◆ **WORK TASK**
From the line containing "Where can you see the rocky" to the last line of the records, reproduce every line exactly and print nothing else.

◆ **DATA SHOWN**
=== Section Start ===
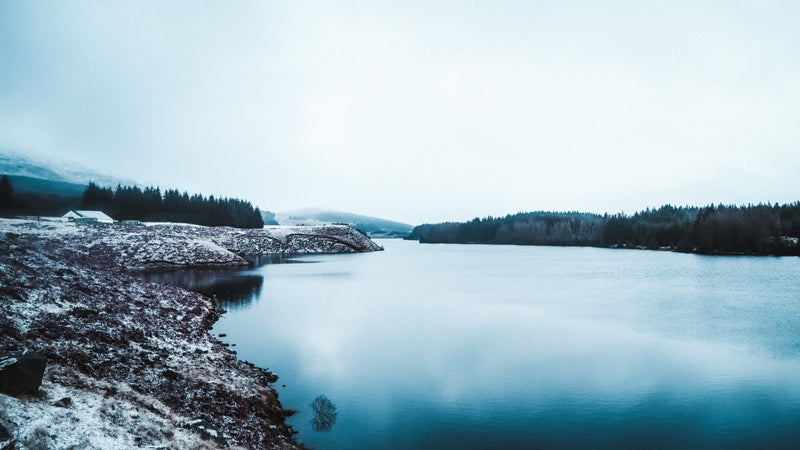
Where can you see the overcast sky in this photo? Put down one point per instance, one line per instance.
(415, 111)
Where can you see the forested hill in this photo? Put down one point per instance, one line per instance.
(131, 202)
(755, 230)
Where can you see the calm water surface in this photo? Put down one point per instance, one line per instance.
(448, 346)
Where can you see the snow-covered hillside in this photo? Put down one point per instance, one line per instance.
(131, 364)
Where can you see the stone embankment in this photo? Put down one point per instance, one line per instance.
(131, 364)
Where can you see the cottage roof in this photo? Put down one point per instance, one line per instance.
(88, 214)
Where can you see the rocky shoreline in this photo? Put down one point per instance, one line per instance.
(131, 364)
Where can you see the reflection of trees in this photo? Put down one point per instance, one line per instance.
(227, 286)
(238, 289)
(324, 414)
=== Section End ===
◆ **ANSWER SPACE**
Where can you see the rocky shoreline in this photo? Put down one point per instance, one line per instance.
(131, 364)
Where can you see the reflection of trees in this photo? Put down one point per instance, one line per instance.
(227, 286)
(238, 289)
(324, 414)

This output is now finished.